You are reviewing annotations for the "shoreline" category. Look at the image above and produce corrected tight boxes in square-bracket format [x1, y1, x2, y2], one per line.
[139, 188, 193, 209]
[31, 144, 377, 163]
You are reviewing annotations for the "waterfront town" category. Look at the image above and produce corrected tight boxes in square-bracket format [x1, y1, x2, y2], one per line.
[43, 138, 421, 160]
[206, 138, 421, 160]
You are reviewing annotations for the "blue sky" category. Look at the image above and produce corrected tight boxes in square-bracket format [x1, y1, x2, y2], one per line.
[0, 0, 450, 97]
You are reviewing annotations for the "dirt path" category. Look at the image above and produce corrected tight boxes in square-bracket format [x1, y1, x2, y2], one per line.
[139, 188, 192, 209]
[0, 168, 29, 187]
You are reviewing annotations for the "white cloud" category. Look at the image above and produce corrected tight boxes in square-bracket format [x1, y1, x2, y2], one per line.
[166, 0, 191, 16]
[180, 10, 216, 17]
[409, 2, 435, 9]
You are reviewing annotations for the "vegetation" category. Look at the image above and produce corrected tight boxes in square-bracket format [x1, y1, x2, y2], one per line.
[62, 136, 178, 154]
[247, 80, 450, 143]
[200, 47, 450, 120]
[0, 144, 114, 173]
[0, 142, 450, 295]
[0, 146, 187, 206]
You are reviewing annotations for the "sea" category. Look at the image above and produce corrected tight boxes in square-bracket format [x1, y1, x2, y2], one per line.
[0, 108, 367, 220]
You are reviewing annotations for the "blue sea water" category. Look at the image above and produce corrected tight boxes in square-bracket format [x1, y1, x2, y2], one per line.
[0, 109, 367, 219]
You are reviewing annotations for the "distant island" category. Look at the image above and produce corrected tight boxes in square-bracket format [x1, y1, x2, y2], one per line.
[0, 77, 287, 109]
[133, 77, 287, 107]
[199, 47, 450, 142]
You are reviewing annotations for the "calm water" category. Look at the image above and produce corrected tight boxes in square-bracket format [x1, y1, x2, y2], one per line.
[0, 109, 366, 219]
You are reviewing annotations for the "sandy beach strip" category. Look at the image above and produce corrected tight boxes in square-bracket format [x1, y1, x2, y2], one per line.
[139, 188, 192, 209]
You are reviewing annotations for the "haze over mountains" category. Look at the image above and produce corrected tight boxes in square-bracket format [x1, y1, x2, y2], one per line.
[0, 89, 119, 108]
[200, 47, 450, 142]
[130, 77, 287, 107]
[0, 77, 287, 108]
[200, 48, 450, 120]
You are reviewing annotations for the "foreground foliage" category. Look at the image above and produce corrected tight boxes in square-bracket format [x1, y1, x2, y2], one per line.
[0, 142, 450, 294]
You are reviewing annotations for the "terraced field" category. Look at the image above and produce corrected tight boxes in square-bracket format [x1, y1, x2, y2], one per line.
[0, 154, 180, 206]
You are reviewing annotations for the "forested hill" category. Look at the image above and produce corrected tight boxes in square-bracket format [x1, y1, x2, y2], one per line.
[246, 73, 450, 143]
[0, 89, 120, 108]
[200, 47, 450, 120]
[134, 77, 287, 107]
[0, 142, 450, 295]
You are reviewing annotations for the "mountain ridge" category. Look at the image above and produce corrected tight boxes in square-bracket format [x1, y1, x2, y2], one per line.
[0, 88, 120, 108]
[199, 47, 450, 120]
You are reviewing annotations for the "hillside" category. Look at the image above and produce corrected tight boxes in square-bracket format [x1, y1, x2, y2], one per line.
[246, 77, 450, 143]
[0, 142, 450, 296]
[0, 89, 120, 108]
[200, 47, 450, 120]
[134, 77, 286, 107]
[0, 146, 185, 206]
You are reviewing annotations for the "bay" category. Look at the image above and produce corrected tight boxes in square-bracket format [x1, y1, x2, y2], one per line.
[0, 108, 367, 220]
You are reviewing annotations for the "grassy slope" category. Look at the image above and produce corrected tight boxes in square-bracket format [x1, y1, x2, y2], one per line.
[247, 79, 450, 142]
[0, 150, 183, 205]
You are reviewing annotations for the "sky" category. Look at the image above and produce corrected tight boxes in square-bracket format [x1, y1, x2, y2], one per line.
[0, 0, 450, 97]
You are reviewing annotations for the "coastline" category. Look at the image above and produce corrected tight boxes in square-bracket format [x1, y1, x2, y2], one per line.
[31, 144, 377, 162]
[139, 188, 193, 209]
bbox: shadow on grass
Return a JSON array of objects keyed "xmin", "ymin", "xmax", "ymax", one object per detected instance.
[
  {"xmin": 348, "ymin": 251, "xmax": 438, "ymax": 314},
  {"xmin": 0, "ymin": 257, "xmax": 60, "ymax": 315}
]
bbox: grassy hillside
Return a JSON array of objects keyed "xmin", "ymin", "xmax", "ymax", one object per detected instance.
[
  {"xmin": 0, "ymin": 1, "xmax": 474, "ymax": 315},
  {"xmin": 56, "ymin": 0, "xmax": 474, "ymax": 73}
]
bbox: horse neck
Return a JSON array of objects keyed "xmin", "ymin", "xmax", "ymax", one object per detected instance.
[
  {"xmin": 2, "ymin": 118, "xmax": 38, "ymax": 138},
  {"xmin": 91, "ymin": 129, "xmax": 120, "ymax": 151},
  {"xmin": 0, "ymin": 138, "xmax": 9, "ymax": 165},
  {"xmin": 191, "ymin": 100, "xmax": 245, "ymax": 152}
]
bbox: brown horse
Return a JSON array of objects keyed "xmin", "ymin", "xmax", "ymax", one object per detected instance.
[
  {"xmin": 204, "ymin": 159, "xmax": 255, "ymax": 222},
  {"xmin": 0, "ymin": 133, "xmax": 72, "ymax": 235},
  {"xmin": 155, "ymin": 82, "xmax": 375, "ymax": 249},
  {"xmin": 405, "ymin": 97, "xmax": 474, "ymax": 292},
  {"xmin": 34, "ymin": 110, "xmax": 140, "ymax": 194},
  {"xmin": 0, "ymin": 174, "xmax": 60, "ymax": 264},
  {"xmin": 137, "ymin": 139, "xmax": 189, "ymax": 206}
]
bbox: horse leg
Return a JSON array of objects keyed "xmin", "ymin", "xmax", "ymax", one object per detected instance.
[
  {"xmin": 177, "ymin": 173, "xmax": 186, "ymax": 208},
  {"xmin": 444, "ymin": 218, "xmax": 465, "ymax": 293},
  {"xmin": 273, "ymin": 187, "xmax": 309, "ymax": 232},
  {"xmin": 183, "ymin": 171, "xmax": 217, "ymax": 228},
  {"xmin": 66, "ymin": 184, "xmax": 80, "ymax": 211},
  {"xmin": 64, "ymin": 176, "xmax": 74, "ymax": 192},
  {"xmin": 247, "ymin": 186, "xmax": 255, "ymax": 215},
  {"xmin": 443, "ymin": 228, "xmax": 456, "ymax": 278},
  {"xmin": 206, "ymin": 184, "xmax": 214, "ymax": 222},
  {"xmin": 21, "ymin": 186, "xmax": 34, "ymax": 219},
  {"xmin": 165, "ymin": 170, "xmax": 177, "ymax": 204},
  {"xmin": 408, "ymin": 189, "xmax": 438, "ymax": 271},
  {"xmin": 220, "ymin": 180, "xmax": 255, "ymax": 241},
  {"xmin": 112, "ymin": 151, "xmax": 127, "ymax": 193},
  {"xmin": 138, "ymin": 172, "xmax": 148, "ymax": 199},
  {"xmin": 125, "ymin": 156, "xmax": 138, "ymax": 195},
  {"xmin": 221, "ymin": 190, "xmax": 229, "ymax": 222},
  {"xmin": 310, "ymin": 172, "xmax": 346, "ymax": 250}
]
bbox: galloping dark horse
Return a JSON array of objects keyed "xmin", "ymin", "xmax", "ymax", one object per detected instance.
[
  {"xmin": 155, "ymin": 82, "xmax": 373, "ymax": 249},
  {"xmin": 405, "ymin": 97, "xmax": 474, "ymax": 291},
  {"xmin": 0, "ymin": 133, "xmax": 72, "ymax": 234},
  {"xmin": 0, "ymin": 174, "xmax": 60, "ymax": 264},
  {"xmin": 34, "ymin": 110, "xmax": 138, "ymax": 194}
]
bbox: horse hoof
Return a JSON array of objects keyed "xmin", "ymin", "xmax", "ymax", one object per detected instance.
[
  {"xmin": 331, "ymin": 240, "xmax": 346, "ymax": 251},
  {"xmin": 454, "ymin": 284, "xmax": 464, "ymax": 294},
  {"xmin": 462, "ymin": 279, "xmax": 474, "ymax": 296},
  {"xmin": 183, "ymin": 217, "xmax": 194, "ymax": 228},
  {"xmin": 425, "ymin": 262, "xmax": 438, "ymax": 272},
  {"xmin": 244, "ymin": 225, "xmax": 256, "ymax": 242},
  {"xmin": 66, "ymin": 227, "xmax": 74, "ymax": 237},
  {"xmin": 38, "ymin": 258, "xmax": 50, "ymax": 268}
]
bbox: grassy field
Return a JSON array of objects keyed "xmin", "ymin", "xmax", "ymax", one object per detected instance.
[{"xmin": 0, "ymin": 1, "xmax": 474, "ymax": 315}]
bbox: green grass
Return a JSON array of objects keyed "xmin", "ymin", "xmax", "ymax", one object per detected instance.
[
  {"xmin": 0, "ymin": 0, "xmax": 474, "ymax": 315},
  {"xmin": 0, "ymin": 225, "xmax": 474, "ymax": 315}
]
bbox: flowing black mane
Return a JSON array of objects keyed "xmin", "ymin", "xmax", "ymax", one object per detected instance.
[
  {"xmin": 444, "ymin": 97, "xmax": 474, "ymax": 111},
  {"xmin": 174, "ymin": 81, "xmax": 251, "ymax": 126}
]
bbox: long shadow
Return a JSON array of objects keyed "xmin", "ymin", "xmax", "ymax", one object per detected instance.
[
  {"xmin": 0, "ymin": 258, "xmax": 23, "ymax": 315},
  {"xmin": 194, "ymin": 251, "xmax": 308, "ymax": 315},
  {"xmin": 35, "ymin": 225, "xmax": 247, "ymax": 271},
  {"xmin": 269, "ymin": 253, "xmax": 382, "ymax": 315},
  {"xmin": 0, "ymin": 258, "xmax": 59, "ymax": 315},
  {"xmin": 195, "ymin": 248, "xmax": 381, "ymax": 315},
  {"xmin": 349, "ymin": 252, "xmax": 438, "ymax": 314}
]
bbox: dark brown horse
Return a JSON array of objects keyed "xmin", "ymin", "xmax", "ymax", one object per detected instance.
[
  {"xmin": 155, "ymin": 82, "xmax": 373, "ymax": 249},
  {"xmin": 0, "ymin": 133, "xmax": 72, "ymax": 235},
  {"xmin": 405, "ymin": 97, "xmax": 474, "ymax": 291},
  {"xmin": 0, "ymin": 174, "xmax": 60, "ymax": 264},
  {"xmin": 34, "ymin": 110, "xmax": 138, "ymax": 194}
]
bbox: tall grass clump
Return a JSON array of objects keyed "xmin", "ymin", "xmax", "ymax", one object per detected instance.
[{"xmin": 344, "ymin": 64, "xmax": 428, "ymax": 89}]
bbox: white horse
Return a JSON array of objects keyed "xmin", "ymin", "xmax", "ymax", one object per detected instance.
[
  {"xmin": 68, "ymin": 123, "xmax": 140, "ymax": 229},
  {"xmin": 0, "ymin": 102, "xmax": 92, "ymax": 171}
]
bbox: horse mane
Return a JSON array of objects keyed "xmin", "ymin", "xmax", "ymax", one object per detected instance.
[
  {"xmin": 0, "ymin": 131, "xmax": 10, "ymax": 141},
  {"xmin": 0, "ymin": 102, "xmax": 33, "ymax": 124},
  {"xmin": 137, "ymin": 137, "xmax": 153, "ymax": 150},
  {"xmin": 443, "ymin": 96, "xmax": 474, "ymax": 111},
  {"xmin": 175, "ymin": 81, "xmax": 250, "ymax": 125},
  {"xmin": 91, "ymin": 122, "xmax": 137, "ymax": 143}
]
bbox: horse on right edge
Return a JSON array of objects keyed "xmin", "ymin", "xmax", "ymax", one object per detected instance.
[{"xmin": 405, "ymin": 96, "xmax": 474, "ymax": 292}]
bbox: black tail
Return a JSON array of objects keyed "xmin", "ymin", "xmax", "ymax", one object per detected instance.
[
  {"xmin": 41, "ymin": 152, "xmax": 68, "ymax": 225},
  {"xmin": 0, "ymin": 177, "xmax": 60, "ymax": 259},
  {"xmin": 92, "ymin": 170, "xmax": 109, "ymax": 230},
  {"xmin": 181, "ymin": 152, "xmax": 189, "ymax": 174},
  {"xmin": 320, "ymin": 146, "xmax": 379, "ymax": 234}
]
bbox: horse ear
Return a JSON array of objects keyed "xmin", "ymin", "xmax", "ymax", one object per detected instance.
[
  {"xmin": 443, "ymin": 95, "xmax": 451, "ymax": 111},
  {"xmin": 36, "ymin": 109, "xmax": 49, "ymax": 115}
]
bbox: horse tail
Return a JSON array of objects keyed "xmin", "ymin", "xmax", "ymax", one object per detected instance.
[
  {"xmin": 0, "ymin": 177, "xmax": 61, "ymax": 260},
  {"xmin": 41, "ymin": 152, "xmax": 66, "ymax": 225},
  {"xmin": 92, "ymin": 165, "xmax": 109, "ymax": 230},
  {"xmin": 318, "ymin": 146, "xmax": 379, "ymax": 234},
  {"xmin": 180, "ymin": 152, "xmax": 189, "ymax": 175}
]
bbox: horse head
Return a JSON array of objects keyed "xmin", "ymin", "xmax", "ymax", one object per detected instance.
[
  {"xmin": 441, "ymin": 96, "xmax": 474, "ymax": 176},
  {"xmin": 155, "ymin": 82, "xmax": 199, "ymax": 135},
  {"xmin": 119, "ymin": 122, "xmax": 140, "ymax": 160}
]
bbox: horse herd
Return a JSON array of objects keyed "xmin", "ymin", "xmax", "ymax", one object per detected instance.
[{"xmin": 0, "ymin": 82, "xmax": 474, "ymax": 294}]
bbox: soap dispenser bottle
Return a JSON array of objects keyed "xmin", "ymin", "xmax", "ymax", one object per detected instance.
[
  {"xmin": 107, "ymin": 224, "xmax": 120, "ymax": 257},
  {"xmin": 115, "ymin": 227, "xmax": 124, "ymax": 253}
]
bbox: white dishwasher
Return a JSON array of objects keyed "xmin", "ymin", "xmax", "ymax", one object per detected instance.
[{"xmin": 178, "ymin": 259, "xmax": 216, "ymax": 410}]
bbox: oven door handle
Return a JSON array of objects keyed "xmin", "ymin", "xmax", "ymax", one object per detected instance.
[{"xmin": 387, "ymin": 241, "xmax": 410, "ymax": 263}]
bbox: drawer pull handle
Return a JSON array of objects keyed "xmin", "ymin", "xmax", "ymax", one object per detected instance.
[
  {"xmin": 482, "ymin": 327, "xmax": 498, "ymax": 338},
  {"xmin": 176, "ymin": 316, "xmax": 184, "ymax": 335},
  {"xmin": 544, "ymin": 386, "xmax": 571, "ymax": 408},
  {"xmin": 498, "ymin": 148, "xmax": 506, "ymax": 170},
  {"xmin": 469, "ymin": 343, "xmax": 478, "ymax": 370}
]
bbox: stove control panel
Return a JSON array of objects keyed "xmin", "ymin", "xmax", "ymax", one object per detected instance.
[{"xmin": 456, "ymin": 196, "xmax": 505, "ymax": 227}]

☆ ☆ ☆ ☆ ☆ ☆ ☆

INSTRUCTIONS FOR THE TASK:
How many lines in the records contain the word "brown"? Reply with the number alone.

TASK RESPONSE:
2